**Exercise set**
1 - In the extract on teaching fourth grade, around what theme was the whole Vocabulary ELA unit centered?
2 - Set down, word for word, the part of the fourth-grade teaching extract that opens with the words containing "The great thing" and closes with "My Fourth Grader?".

**Extract**
┄┄┄┄┄┄
Fourth Grade is a big grade to teach. This is the year of double digit multiplication and division, understanding European Exploration into the Revolutionary War, writing in cursive, reading and comparing literature and more! It’s becoming more and more important to squeeze every lesson you can in during the day. I will say 4th grade is MY GRADE! I love teaching 4th grade. This was the grade I started out teaching in the classroom. There are so many things you can do with kids at this age.
The great thing about 4th graders is you can still do all of the fun thematic units but now they are getting to the point where most of the learning is initiated by THEM. They will be researching their social studies and science concepts, they will be reading the books assigned for their literature study. In this post I’m going to share with you all the lessons we’ve done for the first few weeks of school. Plus I’ll give you tips on how you can use these lessons in your own homeschool. Don’t miss the freebie at the end!
What in the World Should I Be Doing With My Fourth Grader?
Great question. Fourth graders need to begin understanding how they learn. There needs to be a lot of cooperative learning as well as independent. This can be easily done by joining a co-op or a tutorial. You may even get together with a group of friends a couple times a month so kids are learning how to work together as a group. Fourth graders also need to be in check with their attitude towards learning. This is why April and I created the first Vocabulary ELA unit with vocabulary words to help students learn the value of education. We made sure to include a lot of games to keep learning fun. We also centered the whole unit around a mystery theme to keep kids engaged and motivated. The unit has been extended to include more ways to practice grammar skills. In fact, all of our units include a theme.
┄┄┄┄┄┄
**Information shown**
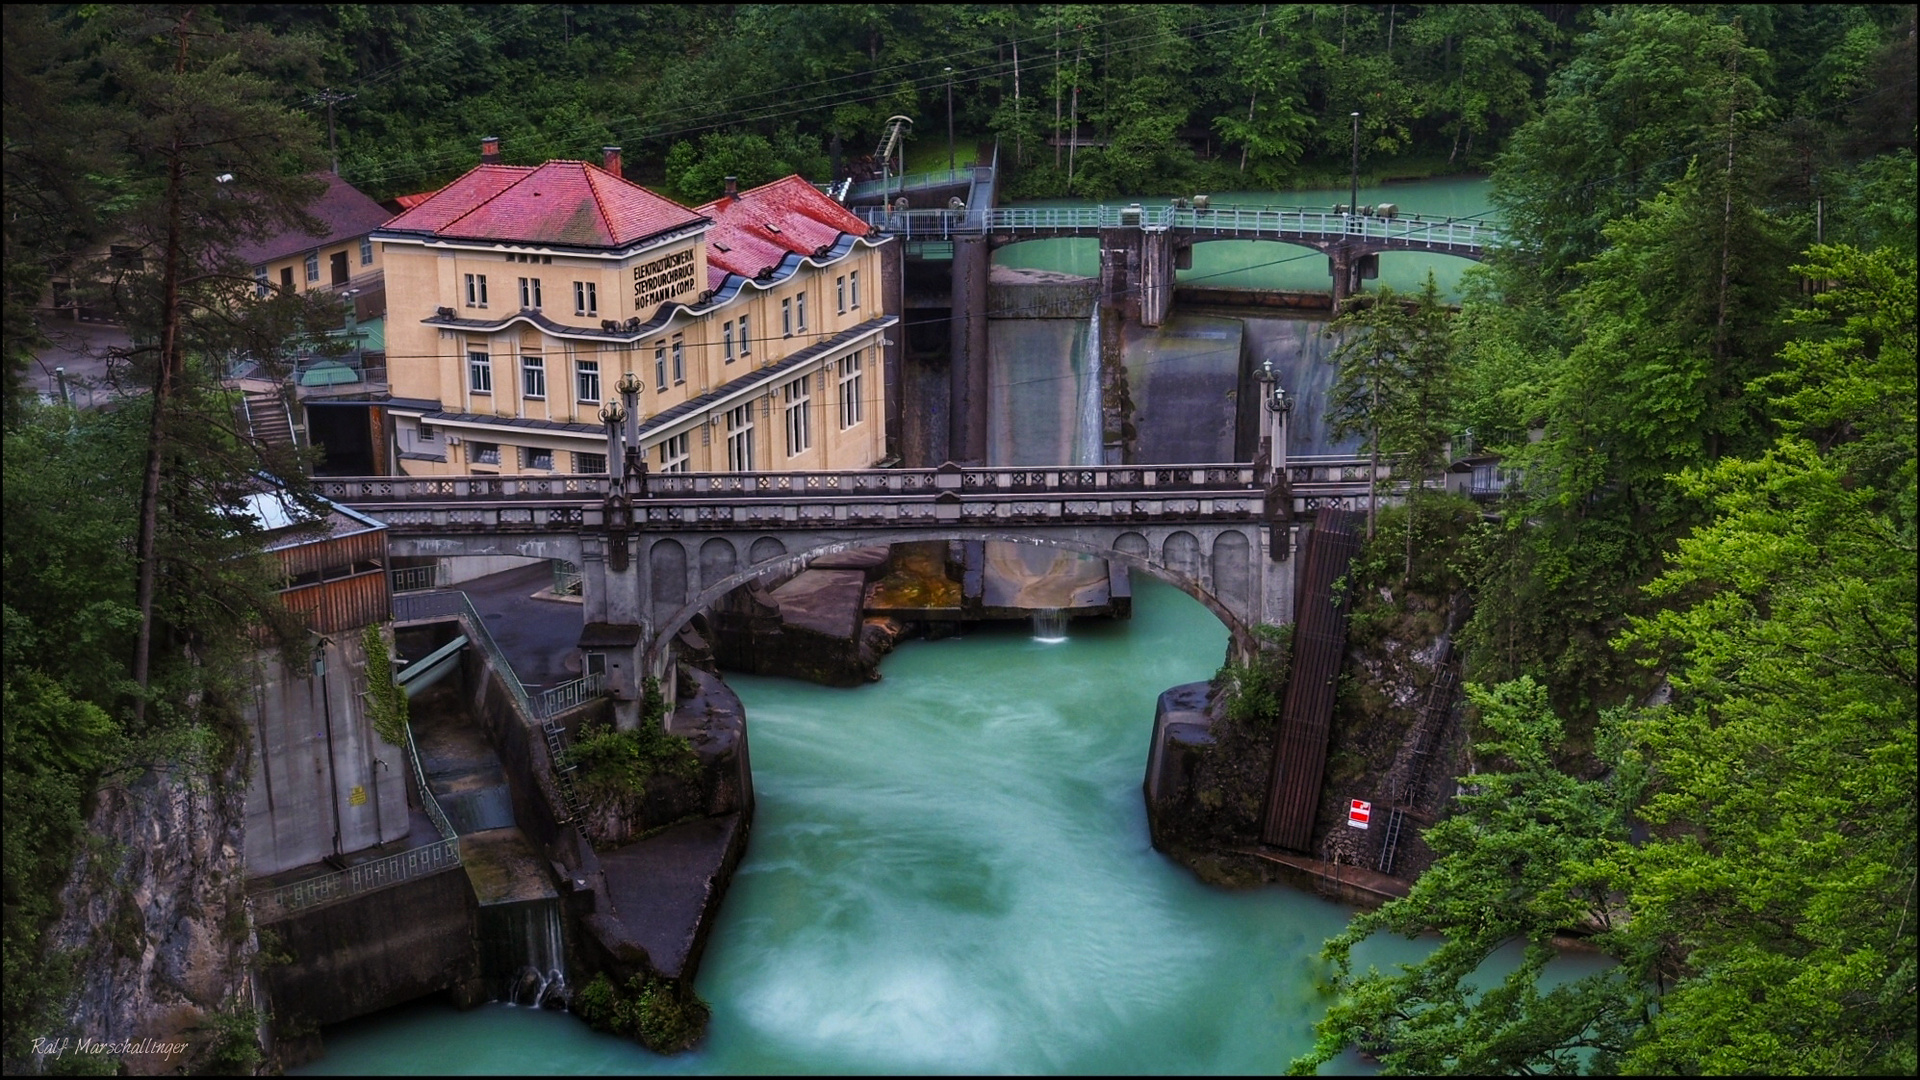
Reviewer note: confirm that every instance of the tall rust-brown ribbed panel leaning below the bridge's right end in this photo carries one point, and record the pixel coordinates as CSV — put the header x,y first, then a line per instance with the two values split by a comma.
x,y
1307,718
┄┄┄┄┄┄
**Per-task outputs**
1 - A mystery theme.

2 -
The great thing about 4th graders is you can still do all of the fun thematic units but now they are getting to the point where most of the learning is initiated by THEM. They will be researching their social studies and science concepts, they will be reading the books assigned for their literature study. In this post I’m going to share with you all the lessons we’ve done for the first few weeks of school. Plus I’ll give you tips on how you can use these lessons in your own homeschool. Don’t miss the freebie at the end!
What in the World Should I Be Doing With My Fourth Grader?